# PROBLEM TO WORK ON
Please write out the part of the data that opens with the line containing "Detect the serrated" and closes with the line containing "top-left (80, 47), bottom-right (101, 60)", both ends included, adding -85 to every coordinate in the answers. Keep the requests in your copy, but leave them and their sample outputs unchanged.

# PROVIDED ENTRIES
--- start ---
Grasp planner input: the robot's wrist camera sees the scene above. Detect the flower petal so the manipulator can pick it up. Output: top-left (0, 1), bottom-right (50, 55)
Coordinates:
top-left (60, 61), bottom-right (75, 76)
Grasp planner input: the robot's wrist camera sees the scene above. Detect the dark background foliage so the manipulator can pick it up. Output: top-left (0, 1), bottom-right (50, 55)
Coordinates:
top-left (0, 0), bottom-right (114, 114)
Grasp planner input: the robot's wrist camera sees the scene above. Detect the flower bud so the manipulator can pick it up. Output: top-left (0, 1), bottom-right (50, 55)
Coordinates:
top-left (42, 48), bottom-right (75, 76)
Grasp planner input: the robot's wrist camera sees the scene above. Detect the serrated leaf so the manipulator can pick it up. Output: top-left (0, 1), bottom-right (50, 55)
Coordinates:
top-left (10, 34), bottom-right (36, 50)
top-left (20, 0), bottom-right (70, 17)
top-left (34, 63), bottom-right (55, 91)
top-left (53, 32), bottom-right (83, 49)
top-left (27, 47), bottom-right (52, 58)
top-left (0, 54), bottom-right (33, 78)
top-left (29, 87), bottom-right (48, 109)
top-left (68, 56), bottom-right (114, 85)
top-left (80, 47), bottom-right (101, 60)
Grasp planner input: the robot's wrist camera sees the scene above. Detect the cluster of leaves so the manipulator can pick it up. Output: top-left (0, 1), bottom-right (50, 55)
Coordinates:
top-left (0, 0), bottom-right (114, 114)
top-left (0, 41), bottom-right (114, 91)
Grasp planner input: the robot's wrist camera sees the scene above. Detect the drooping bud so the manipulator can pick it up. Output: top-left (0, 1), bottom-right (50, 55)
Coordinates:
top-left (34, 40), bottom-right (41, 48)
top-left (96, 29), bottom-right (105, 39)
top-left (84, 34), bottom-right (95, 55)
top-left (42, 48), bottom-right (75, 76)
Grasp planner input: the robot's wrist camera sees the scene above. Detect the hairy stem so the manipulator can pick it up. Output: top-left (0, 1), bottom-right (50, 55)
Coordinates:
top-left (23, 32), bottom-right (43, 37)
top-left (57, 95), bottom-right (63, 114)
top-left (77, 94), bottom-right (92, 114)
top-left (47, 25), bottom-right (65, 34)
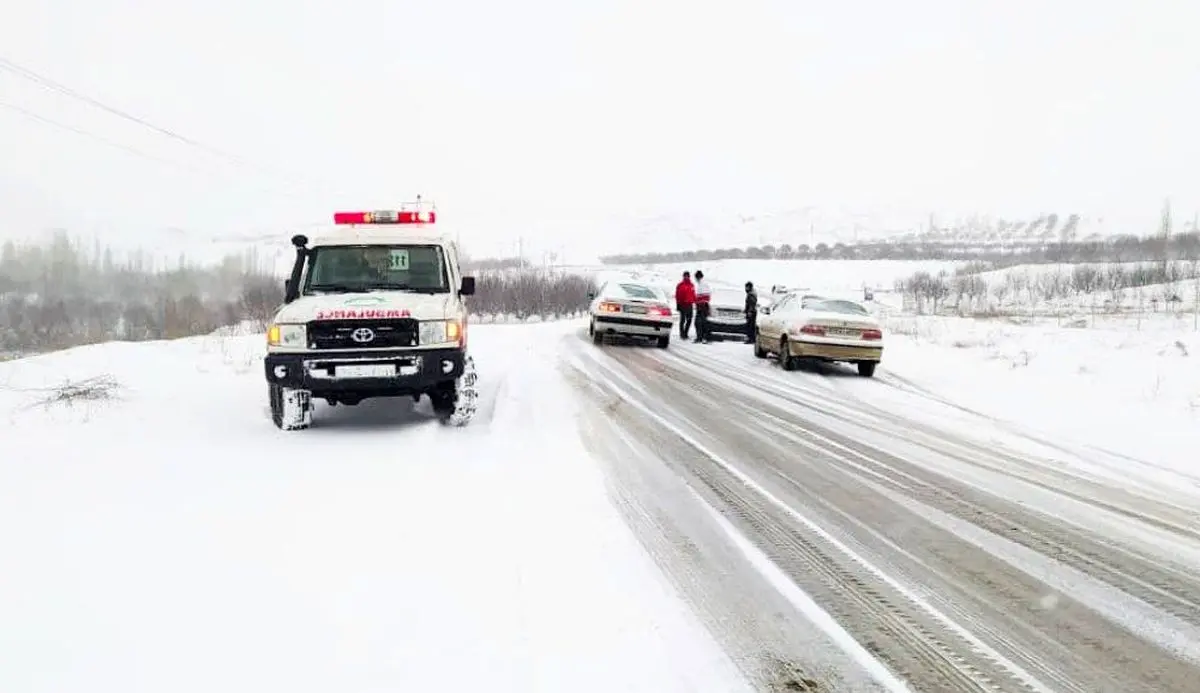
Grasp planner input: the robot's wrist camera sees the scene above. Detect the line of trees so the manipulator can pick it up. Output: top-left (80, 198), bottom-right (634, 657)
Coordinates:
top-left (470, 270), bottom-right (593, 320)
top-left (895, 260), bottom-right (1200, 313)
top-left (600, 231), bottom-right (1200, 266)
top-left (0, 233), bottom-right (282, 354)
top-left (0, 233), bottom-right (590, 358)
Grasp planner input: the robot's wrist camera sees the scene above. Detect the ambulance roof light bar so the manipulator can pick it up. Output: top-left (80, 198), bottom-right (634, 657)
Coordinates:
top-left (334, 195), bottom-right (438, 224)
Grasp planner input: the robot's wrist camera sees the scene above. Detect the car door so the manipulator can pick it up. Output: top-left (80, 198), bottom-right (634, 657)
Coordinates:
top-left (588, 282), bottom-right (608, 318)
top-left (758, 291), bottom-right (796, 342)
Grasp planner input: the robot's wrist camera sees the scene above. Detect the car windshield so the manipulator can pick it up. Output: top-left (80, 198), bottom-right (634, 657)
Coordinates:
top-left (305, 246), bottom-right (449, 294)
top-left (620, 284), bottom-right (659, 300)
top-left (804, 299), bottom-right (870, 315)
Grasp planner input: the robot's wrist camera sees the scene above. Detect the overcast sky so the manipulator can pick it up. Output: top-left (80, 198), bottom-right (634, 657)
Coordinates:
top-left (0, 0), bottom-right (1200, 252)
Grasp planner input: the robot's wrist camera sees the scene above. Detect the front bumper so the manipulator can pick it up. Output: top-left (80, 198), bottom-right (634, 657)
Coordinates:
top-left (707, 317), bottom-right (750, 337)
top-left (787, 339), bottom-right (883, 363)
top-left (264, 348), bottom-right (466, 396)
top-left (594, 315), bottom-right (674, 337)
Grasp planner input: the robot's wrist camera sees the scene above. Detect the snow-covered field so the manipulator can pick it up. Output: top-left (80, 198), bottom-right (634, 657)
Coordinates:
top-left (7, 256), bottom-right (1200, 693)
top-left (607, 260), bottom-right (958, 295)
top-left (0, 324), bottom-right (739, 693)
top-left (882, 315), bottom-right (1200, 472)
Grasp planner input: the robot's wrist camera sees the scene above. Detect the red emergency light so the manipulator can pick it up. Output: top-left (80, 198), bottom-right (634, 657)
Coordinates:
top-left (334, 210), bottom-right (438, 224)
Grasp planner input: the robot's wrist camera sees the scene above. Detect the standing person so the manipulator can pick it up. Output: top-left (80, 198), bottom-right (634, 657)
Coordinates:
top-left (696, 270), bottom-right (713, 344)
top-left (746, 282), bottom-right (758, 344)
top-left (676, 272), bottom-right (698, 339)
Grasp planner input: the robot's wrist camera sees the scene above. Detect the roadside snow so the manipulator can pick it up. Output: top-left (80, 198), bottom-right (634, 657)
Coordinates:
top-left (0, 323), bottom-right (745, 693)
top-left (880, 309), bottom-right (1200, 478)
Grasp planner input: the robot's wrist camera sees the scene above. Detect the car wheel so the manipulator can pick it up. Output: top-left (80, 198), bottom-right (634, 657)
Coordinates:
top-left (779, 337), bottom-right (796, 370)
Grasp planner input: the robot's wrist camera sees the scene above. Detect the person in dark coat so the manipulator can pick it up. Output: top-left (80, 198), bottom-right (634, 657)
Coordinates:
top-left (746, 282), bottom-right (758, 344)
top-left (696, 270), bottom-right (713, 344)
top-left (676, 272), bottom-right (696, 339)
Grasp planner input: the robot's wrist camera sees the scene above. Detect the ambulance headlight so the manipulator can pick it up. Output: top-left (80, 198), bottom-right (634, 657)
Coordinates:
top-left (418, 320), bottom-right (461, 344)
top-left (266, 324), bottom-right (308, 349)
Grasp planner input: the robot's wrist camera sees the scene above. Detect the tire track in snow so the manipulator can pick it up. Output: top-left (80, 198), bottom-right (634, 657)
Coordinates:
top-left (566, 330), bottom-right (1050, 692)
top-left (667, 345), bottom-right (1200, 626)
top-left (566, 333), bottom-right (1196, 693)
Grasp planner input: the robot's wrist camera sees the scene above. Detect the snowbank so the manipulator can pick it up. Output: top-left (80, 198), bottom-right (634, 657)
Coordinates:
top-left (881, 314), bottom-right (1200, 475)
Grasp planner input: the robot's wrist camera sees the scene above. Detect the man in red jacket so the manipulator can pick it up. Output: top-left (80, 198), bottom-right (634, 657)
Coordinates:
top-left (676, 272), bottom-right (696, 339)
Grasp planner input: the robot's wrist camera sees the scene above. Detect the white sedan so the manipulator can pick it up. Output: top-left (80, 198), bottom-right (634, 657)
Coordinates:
--- end ---
--- start ---
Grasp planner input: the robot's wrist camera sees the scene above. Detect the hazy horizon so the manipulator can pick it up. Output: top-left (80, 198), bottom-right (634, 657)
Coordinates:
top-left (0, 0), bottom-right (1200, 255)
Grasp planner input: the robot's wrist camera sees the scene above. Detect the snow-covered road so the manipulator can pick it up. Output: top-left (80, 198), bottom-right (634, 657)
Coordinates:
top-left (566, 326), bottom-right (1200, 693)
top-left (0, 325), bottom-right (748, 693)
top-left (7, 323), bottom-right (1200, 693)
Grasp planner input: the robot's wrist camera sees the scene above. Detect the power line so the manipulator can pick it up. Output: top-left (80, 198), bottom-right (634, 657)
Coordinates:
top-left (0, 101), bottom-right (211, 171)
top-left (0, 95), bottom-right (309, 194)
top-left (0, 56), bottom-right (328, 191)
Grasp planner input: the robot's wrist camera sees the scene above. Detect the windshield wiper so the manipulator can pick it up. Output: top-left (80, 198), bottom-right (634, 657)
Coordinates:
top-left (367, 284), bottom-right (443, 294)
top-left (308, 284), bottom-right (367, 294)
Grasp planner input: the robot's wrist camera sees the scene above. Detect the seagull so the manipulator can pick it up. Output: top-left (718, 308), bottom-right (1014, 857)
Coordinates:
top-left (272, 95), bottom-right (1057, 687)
--- end ---
# SOLUTION BELOW
Grasp planner input: the robot's wrist camera sees the scene above. Detect the serrated leaf so the manipulator can pick it up. Output: top-left (0, 1), bottom-right (50, 55)
Coordinates:
top-left (-75, -51), bottom-right (-49, -35)
top-left (-65, -85), bottom-right (-15, -68)
top-left (-51, -22), bottom-right (-30, 6)
top-left (-32, -53), bottom-right (-2, -36)
top-left (-58, -38), bottom-right (-33, -27)
top-left (-85, -31), bottom-right (-52, -7)
top-left (-56, 2), bottom-right (-37, 24)
top-left (-17, -29), bottom-right (29, 0)
top-left (-5, -38), bottom-right (16, -25)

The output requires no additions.